TASK DATA
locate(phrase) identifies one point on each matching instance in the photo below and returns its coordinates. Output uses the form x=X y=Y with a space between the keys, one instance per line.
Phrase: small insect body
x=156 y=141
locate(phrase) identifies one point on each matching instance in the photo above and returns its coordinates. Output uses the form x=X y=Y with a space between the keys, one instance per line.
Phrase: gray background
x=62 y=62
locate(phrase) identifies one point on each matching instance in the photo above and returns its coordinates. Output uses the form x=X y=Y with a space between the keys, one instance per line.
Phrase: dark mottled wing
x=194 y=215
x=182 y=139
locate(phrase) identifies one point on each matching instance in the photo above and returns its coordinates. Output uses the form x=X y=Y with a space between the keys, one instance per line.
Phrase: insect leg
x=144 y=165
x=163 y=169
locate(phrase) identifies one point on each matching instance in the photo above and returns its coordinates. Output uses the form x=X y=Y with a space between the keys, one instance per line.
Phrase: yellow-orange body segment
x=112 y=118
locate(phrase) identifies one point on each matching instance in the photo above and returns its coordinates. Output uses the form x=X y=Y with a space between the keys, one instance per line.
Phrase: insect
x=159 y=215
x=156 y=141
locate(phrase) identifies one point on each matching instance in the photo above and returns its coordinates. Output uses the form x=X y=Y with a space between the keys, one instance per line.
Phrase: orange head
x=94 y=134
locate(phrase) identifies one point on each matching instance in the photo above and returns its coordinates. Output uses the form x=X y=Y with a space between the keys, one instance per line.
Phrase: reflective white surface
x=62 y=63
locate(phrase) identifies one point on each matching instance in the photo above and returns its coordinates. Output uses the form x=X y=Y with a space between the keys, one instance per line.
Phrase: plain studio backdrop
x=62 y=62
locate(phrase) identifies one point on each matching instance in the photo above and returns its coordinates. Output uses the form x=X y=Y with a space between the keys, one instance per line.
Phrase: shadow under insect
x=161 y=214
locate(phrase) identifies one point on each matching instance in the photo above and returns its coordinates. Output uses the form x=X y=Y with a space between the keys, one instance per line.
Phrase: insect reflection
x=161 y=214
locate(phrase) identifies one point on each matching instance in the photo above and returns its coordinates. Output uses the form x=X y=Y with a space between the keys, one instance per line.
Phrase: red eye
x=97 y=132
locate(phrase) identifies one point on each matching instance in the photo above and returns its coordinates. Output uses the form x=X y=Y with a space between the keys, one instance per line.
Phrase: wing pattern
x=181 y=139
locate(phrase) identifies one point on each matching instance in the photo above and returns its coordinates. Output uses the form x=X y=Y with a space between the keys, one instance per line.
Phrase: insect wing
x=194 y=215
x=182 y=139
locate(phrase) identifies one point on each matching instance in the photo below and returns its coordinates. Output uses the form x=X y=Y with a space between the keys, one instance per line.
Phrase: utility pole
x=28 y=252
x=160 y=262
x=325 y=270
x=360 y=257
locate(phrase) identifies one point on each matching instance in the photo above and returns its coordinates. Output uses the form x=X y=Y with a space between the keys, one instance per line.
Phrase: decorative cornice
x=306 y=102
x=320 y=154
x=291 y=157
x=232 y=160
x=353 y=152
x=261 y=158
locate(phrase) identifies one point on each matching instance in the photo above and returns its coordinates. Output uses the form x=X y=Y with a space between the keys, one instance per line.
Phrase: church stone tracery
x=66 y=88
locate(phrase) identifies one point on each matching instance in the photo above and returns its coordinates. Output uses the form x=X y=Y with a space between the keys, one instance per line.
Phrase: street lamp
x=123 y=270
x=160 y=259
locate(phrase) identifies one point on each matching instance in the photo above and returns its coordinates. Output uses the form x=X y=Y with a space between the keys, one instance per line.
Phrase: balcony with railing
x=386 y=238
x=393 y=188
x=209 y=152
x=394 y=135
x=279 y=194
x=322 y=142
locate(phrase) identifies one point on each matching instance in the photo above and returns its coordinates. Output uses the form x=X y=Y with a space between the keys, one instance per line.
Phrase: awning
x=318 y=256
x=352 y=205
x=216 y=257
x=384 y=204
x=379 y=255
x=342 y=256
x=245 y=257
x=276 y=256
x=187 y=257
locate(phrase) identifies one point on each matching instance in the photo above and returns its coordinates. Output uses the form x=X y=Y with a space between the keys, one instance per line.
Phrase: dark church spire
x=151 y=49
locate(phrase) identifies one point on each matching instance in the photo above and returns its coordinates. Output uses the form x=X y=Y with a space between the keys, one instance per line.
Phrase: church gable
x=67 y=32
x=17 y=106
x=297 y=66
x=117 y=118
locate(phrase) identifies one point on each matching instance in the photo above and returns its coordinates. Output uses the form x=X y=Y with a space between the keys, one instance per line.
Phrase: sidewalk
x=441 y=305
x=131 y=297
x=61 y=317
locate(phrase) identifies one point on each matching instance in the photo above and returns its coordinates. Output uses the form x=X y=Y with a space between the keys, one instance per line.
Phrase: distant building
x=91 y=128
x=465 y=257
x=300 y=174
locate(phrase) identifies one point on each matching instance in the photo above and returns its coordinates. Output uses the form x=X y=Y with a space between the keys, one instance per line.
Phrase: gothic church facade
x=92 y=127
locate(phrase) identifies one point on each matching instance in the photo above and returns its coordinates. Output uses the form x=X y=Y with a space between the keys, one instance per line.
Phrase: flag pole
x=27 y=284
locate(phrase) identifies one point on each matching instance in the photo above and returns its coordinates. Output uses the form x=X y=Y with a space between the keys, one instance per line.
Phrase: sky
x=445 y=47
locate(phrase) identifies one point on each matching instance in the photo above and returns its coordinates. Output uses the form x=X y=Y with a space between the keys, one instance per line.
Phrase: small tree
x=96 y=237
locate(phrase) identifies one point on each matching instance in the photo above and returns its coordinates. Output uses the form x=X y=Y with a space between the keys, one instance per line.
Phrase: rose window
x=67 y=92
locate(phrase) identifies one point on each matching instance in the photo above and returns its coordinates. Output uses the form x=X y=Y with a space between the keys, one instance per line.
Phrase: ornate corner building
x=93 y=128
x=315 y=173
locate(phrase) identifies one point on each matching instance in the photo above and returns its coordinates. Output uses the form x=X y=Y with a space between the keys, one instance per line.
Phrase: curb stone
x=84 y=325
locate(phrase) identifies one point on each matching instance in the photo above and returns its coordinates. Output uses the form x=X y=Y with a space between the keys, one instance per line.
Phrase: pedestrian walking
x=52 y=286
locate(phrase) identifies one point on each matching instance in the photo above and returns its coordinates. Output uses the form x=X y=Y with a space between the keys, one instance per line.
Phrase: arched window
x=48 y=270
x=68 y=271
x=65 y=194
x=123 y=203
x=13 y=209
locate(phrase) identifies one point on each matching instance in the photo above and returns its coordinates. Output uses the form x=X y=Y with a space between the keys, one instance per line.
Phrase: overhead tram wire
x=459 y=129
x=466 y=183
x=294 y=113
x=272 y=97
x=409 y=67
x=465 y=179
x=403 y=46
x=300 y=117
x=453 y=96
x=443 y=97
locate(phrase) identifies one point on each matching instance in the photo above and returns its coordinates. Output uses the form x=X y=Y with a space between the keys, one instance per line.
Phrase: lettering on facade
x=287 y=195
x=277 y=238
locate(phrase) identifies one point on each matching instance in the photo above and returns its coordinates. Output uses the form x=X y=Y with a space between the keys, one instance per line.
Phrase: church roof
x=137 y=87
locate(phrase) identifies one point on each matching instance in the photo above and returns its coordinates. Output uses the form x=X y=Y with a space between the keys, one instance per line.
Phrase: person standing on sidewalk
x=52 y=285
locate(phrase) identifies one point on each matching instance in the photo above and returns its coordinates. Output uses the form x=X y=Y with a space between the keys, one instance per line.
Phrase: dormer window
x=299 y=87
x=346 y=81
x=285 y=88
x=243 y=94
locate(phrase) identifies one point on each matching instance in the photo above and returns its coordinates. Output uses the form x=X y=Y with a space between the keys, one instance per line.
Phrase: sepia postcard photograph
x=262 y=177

TO BE DONE
Pull out every line above that contains the string "stone", matching case exactly.

WORKED SOLUTION
Phrase: church stone tracery
Phrase: curb stone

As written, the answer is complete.